* **Task description**
Please quote the material exactly, every line of it.

* **Dataset rows**

--- Start ---

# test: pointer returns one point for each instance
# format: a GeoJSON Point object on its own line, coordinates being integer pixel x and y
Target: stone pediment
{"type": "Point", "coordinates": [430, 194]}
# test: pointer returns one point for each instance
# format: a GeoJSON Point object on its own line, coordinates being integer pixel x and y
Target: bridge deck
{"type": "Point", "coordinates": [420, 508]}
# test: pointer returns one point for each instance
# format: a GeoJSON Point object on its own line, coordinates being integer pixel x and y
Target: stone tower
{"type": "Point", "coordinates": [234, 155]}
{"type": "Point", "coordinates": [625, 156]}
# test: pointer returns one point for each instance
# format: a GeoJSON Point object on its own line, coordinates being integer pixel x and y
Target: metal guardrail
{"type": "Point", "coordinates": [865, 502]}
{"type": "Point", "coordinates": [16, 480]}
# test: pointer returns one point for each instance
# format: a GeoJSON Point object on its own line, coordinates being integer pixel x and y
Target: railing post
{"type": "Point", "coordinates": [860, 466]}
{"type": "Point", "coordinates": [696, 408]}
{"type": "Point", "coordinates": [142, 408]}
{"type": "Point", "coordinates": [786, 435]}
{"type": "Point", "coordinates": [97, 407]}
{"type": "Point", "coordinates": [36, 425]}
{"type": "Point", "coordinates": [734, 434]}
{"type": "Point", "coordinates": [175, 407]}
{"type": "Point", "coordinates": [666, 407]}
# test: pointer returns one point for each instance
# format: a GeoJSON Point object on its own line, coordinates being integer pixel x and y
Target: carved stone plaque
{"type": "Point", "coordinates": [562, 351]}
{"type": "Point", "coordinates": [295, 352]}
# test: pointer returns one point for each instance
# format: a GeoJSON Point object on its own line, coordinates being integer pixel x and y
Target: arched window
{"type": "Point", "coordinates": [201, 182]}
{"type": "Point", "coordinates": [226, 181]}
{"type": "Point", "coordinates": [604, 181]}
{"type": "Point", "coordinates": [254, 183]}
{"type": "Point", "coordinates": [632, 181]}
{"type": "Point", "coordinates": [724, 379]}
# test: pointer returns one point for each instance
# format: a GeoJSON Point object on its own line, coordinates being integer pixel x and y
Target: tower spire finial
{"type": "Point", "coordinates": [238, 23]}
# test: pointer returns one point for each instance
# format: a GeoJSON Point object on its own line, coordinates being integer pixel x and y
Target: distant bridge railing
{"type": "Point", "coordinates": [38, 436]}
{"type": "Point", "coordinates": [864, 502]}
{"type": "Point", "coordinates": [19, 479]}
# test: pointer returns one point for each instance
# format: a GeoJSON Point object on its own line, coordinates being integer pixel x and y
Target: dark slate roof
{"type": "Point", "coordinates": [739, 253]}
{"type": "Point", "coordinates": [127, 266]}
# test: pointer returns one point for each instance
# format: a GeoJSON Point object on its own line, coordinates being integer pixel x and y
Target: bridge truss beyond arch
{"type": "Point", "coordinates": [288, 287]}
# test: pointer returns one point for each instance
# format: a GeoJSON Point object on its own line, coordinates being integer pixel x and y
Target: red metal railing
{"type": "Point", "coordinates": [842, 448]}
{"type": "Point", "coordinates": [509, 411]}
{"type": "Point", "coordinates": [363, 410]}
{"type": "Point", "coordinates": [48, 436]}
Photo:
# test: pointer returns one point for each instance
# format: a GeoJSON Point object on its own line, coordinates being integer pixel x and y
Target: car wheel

--- End ---

* **Full solution**
# test: pointer returns one point for each instance
# format: a GeoJSON Point object on its own line, coordinates being integer pixel x and y
Target: stone pediment
{"type": "Point", "coordinates": [430, 194]}
# test: pointer returns one point for each instance
# format: a GeoJSON Point object on its own line, coordinates being integer pixel x and y
Target: bridge deck
{"type": "Point", "coordinates": [420, 508]}
# test: pointer returns one point for each instance
# format: a GeoJSON Point object on its own line, coordinates being integer pixel x and y
Target: stone tower
{"type": "Point", "coordinates": [234, 155]}
{"type": "Point", "coordinates": [625, 156]}
# test: pointer returns one point for each instance
# format: a GeoJSON Point object on its own line, coordinates being integer pixel x and y
Target: metal guardrail
{"type": "Point", "coordinates": [865, 502]}
{"type": "Point", "coordinates": [16, 480]}
# test: pointer returns one point for each instance
# format: a GeoJSON Point object on its own line, coordinates being integer pixel x and y
Target: railing post
{"type": "Point", "coordinates": [860, 466]}
{"type": "Point", "coordinates": [696, 408]}
{"type": "Point", "coordinates": [142, 408]}
{"type": "Point", "coordinates": [786, 435]}
{"type": "Point", "coordinates": [97, 407]}
{"type": "Point", "coordinates": [36, 425]}
{"type": "Point", "coordinates": [734, 434]}
{"type": "Point", "coordinates": [175, 407]}
{"type": "Point", "coordinates": [666, 407]}
# test: pointer returns one point for each instance
# format: a GeoJSON Point object on its own line, coordinates being integer pixel x and y
Target: carved stone plaque
{"type": "Point", "coordinates": [562, 351]}
{"type": "Point", "coordinates": [295, 352]}
# test: pointer returns one point for each instance
# format: a GeoJSON Point object on its own line, coordinates being integer pixel x and y
Target: arched window
{"type": "Point", "coordinates": [201, 182]}
{"type": "Point", "coordinates": [226, 181]}
{"type": "Point", "coordinates": [604, 181]}
{"type": "Point", "coordinates": [254, 183]}
{"type": "Point", "coordinates": [632, 181]}
{"type": "Point", "coordinates": [724, 379]}
# test: pointer returns one point for each instance
# format: a GeoJSON Point object on its own line, coordinates being integer pixel x and y
Target: tower spire finial
{"type": "Point", "coordinates": [238, 23]}
# test: pointer returns one point for each instance
# format: a GeoJSON Point object on its own line, coordinates being integer pixel x and y
Target: distant bridge railing
{"type": "Point", "coordinates": [38, 436]}
{"type": "Point", "coordinates": [864, 502]}
{"type": "Point", "coordinates": [19, 479]}
# test: pointer returns one point for each instance
# format: a GeoJSON Point object on its own line, coordinates being integer pixel x and y
Target: dark slate roof
{"type": "Point", "coordinates": [739, 253]}
{"type": "Point", "coordinates": [127, 266]}
# test: pointer returns one point for each instance
# format: a GeoJSON Point object on its own line, coordinates being integer pixel x and y
Target: bridge truss beyond arch
{"type": "Point", "coordinates": [288, 287]}
# test: pointer returns one point for each instance
# format: a GeoJSON Point object on its own line, coordinates being integer pixel x and y
Target: red metal railing
{"type": "Point", "coordinates": [842, 448]}
{"type": "Point", "coordinates": [509, 411]}
{"type": "Point", "coordinates": [363, 410]}
{"type": "Point", "coordinates": [48, 436]}
Photo:
# test: pointer returns one point for each instance
# format: a GeoJSON Point object on its own line, coordinates being integer pixel x and y
Target: car wheel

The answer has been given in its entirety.